Items from a dataset:
[Start of Attachment]

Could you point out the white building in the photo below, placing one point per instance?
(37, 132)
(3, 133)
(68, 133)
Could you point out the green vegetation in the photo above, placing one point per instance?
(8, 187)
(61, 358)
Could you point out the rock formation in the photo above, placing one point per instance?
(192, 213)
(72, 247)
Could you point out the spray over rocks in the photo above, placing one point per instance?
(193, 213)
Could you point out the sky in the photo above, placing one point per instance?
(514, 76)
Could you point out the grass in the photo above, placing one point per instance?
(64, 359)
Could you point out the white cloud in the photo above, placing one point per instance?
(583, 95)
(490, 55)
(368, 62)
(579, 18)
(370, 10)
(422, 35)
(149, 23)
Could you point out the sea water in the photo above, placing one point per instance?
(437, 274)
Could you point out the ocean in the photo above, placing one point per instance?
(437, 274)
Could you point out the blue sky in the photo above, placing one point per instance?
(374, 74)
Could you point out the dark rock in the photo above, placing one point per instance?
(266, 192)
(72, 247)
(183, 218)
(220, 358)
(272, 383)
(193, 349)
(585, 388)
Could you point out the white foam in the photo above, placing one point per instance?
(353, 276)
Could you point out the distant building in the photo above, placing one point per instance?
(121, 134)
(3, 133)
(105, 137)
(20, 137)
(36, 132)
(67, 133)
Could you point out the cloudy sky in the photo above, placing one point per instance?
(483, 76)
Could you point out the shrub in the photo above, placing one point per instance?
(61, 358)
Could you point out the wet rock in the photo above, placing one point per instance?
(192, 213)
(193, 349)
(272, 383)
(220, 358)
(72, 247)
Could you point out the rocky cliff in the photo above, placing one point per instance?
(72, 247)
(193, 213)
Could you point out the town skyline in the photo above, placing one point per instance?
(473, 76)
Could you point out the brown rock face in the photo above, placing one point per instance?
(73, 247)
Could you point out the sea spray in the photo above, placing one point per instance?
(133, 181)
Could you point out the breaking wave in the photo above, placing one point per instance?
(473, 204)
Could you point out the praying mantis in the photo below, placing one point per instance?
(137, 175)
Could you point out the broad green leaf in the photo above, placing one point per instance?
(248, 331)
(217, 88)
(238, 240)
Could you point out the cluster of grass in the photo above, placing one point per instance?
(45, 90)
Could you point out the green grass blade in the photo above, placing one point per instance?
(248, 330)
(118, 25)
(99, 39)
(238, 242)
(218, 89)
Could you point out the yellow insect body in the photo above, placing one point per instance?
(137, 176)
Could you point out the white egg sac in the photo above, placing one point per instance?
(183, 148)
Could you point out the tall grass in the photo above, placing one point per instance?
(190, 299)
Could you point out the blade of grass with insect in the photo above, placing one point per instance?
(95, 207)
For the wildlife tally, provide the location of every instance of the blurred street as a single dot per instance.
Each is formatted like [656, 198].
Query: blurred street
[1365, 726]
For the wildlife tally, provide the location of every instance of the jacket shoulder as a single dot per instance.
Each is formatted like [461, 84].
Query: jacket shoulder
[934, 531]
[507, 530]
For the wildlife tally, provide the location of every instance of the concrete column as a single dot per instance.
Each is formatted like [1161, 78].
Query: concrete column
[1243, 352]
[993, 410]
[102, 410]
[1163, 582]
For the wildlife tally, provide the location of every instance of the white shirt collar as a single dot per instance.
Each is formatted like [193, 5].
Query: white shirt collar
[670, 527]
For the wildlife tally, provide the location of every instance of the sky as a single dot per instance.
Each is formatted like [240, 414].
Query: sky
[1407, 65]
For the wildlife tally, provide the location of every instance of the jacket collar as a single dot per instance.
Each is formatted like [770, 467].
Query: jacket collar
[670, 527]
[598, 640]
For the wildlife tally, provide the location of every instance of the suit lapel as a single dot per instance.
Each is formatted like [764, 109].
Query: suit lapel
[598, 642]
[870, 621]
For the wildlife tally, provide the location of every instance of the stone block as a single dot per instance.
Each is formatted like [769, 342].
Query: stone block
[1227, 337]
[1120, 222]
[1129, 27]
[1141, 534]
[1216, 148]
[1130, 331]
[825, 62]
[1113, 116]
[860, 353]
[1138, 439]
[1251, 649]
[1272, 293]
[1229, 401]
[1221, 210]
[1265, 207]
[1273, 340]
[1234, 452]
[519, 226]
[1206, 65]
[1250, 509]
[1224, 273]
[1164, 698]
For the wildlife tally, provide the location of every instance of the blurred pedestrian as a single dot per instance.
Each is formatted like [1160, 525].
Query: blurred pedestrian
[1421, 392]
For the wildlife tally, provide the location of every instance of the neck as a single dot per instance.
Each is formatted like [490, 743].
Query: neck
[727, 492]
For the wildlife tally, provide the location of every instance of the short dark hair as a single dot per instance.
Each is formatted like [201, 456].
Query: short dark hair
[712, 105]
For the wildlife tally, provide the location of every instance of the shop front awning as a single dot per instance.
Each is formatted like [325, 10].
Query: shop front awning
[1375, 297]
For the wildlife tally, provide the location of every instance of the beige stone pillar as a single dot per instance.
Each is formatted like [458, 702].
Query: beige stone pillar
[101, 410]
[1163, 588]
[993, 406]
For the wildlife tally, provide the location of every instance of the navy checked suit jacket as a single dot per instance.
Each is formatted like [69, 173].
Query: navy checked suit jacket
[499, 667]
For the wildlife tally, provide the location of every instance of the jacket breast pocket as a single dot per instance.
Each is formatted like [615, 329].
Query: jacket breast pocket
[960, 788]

[End of Attachment]
[Start of Attachment]

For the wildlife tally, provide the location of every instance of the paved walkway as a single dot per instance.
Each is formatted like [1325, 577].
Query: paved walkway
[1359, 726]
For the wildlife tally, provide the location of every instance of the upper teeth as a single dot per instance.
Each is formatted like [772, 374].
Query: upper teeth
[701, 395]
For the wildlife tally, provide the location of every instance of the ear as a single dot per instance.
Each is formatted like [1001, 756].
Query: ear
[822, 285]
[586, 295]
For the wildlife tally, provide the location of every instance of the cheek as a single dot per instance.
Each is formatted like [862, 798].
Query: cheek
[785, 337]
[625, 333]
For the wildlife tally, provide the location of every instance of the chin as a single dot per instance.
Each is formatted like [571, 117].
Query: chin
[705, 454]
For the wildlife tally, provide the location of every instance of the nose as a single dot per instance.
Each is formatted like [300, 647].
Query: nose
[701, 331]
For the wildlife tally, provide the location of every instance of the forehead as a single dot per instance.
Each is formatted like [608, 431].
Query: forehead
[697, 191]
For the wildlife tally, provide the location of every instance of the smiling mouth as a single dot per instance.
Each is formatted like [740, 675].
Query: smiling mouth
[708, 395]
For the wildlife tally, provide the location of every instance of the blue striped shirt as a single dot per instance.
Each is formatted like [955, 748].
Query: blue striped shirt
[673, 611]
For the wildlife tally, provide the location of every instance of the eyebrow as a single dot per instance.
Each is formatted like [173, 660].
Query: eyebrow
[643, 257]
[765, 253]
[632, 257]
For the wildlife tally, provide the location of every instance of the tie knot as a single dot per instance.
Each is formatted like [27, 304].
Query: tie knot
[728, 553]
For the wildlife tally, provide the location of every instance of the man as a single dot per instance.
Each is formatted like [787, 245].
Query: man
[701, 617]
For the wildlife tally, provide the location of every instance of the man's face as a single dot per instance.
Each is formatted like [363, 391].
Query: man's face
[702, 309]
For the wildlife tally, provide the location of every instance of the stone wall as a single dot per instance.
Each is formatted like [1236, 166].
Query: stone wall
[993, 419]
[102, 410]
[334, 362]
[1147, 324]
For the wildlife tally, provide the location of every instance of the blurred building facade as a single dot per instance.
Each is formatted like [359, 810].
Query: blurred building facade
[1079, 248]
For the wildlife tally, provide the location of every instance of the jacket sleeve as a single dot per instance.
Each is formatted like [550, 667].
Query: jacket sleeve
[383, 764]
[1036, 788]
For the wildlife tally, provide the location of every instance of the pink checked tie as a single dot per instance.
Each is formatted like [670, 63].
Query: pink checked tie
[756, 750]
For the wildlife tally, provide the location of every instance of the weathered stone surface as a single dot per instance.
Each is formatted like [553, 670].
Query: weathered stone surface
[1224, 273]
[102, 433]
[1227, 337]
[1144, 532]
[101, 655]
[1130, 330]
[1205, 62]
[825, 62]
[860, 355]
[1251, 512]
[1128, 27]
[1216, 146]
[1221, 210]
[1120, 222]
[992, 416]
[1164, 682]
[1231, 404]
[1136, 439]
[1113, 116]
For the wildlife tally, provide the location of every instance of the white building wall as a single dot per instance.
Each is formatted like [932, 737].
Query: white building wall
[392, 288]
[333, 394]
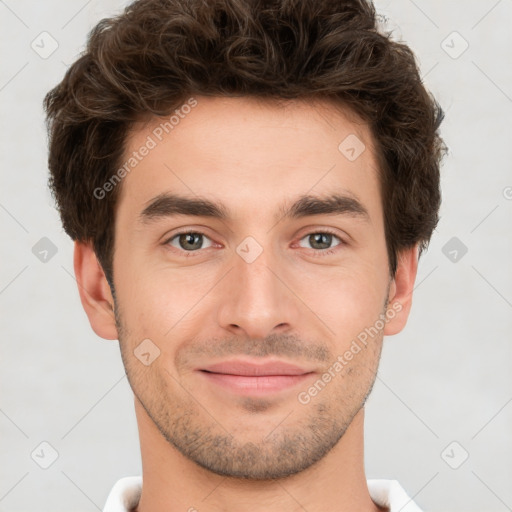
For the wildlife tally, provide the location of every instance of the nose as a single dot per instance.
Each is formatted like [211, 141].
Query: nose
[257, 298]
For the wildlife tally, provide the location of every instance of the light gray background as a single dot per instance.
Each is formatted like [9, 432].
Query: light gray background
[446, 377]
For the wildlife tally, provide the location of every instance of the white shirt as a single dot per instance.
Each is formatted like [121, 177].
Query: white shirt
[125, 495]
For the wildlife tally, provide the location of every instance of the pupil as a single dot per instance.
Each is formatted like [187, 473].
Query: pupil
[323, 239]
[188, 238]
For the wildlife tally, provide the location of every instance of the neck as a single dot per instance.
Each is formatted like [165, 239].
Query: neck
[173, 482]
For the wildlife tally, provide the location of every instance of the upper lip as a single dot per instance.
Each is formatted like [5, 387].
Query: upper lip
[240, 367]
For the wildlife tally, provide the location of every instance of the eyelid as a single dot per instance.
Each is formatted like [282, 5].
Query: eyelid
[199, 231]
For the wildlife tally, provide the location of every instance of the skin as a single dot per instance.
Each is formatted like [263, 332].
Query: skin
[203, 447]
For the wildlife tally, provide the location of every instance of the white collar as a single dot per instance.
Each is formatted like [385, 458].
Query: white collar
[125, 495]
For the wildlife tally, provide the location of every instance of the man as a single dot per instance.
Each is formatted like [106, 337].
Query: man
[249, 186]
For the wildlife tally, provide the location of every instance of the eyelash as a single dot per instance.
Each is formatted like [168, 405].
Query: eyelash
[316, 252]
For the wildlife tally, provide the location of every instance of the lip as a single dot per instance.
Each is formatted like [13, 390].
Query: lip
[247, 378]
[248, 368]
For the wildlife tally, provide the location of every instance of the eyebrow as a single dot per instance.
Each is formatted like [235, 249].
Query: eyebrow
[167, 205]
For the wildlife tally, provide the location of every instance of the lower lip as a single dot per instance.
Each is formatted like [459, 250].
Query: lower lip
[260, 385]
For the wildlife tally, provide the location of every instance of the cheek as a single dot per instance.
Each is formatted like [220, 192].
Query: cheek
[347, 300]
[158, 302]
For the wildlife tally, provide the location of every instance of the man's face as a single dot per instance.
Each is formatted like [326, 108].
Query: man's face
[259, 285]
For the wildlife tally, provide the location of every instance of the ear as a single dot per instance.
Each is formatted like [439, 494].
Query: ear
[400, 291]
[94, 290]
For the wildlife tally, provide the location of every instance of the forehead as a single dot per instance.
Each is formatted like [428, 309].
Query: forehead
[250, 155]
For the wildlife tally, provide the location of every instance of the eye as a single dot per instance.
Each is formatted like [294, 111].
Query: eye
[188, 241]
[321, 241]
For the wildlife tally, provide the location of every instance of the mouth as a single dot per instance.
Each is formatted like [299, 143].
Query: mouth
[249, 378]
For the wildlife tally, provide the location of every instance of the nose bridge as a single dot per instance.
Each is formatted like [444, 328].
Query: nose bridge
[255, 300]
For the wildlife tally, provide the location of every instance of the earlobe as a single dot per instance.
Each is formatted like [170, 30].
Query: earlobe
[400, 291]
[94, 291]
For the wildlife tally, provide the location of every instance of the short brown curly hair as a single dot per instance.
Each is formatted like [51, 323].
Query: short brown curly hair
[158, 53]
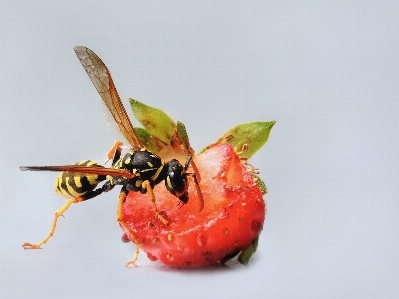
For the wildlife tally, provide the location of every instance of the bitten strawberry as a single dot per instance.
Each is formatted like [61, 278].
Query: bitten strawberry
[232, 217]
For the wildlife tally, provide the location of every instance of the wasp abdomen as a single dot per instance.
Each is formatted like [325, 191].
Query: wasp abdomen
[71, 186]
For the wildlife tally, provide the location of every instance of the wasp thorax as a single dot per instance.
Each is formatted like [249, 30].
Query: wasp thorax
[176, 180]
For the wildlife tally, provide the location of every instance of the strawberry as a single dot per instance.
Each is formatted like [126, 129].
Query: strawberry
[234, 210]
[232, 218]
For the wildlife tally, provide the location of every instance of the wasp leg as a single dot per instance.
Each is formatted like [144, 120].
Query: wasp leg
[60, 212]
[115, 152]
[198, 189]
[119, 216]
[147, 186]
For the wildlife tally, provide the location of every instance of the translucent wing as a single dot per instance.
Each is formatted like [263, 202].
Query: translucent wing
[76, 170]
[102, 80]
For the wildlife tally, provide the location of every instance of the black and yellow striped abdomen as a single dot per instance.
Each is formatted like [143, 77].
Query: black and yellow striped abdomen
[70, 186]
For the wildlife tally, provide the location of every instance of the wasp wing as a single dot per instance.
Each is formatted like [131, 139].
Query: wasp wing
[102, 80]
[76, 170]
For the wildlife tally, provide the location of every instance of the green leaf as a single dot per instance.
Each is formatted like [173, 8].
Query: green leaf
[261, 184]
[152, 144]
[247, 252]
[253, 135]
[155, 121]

[End of Attachment]

Retype the portion of the data above that starts on the line with "Query: wasp abdomen" and finishes on the line with "leg as a single dot per instance.", including both of those lines.

> _Solution for this task_
Query: wasp abdomen
[71, 186]
For the wildlife tally, provide the location of every instance of the wasp thorax as a single dot per instance.
Each is formatted like [249, 30].
Query: wasp thorax
[176, 180]
For the wildlife tally, provide the location of every instance of the strawberry as a single dot per instance.
Each is formatted like [126, 129].
Query: strawberry
[234, 210]
[232, 218]
For the wildlife tally, provide the location of every instance of the wasp leg as a single dot per instance.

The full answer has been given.